• _TINDAKAN YANG DIPERLUKAN_:
• a. Ketik ulang bagian teks tentang kebangkitan China antara "Keterlibatan AS dalam" dan "dan pengaruh global.", termasuk kedua batas itu.
• b. Menurut teks tentang kebangkitan China, apa jabatan Zbigniew Brzezinski?
┌─ TEKS YANG DISEDIAKAN
“Quand la Chine s’éveillera, le monde tremblera”
“ketika China akan bangkit maka dunia akan terguncang” – Alain Prayer Vite
Oleh : Muh. David Ibrahim *)
PCINU Tunisia – Tatanan global yang selama ini didominasi oleh kekuatan Barat dengan berbagai aliansinya, kini menemui rival yang akan menggoncangkan tatanan global Barat bahkan seluruh dunia. Para pengamat politik telah lama memperingatkan bahaya hegemoni China yang mulai bangkit dan akan berdampak pada kestabilan hegemoni Amerika beserta aliansinya dalam memimpin tatanan global.
Kekhawatiran ini juga diungkapkan oleh Zbigniew Brzezinski, mantan penasehat keamanan Amerika Serikat, yang menyoroti pesatnya perkembangan China yang begitu cepat. Ditambah juga, aliansi kedekatan antara China dan Rusia setelah runtuhnya Uni Soviet, akan semakin memperkuat ancaman berlangsungnya tatanan global yang telah diciptakan oleh Barat.
Kebangkitan China tampaknya dianggap sebagai kenyataan yang mengejutkan bagi Amerika Serikat, terutama setelah dihadapkan posisi yang tidak strategis dalam mempertahankan eksistensi hegemoninya. Hal ini ditandai dengan keterlibatanya dalam sejumlah konflik yang pada akhirnya memunculkan beberapa front dalam tiga dekade terakhir, mulai dari perang Afghanistan dan irak, konflik Rusia-Ukraina, hingga ketegangan konflik yang berlangsung di Gaza dan permasalahan dengan Iran.
Keterlibatan AS dalam berbagai konflik ini membuatnya dinilai gagal dalam menjaga keamanan serta perdamaian dunia bahkan menimbulkan ketidakstabilan dalam tatanan global. Keadaan ini membuat China lebih leluasa dalam melancarkan misinya dengan membuat tantangan baru bagi Amerika Serikat yang khawatir dengan rival barunya. Ditambah gagalnya Amerika Serikat dan Barat dalam intervensi konflik Rusia-Ukraina, dengan dukungan militer yang diberikan kepada kiev yang bertujuan untuk mengalahkan Moskow, serta misinya untuk menyudutkan peran Moskow, dan menghilangkan ambisinya untuk kembali dalam persaingan kekuatan dan pengaruh global.
Perlu diketahui bahwa China yang dianggap rival baru bagi AS dalam hegemoninya di tingkat global tidak bisa dilepaskan oleh beberapa isu-isu panas baik secara regional maupun global. Tak hanya membuat hubungan kedua negara renggang, akan tetapi juga semakin meningkatkan persaingan kedua pihak dalam melancarkan misinya baik secara ekonomi, teknologi, militer, diplomasi, dan lain sebagainya.
└─
┌─ DATA MENTAH
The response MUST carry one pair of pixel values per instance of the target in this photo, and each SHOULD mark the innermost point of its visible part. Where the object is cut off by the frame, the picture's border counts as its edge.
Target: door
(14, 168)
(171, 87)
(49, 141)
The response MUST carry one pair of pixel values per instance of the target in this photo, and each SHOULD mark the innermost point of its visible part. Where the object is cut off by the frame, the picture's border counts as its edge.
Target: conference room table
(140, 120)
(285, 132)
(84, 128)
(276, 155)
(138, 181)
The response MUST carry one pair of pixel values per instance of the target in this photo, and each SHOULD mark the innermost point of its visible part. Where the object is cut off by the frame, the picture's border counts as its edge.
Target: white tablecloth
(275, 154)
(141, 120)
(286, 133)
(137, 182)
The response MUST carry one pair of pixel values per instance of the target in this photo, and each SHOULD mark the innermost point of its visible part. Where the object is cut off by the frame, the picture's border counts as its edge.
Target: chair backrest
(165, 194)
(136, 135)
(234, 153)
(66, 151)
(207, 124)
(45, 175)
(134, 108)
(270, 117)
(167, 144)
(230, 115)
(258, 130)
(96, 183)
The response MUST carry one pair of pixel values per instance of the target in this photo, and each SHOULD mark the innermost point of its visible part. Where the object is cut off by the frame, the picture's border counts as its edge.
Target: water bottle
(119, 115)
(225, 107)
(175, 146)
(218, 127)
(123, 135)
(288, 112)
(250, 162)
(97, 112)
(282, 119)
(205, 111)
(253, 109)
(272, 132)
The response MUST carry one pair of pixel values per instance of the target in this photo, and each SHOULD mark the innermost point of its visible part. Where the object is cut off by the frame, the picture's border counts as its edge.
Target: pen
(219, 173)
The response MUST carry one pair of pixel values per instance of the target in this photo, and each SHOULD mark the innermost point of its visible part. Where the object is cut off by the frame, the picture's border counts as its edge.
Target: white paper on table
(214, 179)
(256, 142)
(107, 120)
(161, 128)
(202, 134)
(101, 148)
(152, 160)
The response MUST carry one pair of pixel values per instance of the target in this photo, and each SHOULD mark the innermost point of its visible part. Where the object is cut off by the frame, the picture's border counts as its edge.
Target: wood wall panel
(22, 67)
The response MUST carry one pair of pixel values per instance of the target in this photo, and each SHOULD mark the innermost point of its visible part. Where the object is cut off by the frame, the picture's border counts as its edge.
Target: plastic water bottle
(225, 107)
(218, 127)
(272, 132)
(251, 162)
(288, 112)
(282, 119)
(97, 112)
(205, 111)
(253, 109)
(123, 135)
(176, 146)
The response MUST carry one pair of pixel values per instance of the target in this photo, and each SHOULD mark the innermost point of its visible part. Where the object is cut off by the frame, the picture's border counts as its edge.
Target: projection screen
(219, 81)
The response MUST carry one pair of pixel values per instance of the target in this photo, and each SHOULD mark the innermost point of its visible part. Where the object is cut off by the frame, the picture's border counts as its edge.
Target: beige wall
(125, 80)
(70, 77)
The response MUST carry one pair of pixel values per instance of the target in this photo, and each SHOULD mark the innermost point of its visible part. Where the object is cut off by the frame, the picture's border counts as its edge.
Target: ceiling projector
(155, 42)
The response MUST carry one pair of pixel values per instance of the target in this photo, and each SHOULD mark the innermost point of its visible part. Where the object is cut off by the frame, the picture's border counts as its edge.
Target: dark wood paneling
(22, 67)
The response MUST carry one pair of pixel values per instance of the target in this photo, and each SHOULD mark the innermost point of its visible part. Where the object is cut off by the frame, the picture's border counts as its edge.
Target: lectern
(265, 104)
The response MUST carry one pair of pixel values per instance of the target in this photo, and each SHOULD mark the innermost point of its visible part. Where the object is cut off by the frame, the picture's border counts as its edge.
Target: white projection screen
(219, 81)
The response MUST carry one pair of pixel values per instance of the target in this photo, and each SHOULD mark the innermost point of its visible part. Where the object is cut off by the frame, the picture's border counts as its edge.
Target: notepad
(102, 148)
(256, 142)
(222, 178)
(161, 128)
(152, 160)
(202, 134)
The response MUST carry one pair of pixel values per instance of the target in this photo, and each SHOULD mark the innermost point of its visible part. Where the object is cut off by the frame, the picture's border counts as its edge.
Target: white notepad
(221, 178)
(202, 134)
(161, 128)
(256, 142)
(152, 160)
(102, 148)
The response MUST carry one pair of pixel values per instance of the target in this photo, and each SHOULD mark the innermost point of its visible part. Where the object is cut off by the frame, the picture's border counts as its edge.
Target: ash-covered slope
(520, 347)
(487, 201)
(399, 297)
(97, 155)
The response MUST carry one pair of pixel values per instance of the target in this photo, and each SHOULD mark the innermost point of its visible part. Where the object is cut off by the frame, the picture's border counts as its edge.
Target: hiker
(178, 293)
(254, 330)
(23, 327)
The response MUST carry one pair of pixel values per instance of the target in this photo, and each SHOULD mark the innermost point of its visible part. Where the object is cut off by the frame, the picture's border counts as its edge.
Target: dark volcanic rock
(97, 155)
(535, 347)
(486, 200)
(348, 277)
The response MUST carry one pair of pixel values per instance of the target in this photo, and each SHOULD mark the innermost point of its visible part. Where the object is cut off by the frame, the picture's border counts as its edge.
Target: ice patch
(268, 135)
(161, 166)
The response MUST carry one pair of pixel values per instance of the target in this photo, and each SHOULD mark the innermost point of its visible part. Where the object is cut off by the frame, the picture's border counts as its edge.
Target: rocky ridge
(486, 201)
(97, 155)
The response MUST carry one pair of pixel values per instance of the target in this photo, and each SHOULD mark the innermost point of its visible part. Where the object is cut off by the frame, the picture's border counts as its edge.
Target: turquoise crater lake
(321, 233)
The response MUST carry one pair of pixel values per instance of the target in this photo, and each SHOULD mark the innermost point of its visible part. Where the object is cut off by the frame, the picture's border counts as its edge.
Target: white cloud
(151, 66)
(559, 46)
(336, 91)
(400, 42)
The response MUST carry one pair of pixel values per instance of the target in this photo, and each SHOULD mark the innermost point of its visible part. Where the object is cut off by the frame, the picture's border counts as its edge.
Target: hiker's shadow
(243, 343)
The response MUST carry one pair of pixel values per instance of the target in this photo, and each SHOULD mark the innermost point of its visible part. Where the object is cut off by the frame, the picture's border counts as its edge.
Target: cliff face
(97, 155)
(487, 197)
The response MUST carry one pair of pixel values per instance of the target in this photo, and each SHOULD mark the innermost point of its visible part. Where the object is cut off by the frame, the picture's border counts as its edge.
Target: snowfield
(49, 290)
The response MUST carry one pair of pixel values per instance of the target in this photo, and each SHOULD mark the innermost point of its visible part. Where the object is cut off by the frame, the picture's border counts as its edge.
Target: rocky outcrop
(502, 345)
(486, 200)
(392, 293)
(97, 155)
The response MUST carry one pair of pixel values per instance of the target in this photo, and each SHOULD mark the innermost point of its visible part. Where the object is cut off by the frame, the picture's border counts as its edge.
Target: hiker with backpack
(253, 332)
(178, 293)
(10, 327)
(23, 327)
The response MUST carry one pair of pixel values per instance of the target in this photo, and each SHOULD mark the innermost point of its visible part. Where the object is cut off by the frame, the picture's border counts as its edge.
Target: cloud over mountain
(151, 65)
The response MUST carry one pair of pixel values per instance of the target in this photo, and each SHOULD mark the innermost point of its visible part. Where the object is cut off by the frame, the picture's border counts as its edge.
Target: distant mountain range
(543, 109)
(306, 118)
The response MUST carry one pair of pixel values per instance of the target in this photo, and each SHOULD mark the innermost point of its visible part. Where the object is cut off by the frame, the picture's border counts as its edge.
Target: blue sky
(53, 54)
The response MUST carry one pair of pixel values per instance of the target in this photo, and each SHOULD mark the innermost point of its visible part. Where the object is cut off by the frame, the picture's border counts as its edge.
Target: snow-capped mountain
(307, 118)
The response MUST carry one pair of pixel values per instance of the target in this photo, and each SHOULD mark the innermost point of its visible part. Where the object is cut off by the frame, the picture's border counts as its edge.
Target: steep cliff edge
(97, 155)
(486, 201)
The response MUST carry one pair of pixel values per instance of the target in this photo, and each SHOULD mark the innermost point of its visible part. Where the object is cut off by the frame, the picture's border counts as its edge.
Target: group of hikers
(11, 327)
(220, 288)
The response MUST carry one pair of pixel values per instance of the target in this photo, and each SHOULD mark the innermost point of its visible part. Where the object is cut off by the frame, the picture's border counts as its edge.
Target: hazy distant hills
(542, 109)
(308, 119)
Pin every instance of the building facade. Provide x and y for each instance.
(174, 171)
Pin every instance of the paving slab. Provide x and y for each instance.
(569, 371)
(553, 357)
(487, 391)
└─
• _JAWABAN TIAP TUGAS_:
• a.
Keterlibatan AS dalam berbagai konflik ini membuatnya dinilai gagal dalam menjaga keamanan serta perdamaian dunia bahkan menimbulkan ketidakstabilan dalam tatanan global. Keadaan ini membuat China lebih leluasa dalam melancarkan misinya dengan membuat tantangan baru bagi Amerika Serikat yang khawatir dengan rival barunya. Ditambah gagalnya Amerika Serikat dan Barat dalam intervensi konflik Rusia-Ukraina, dengan dukungan militer yang diberikan kepada kiev yang bertujuan untuk mengalahkan Moskow, serta misinya untuk menyudutkan peran Moskow, dan menghilangkan ambisinya untuk kembali dalam persaingan kekuatan dan pengaruh global.

• b. Mantan penasehat keamanan Amerika Serikat.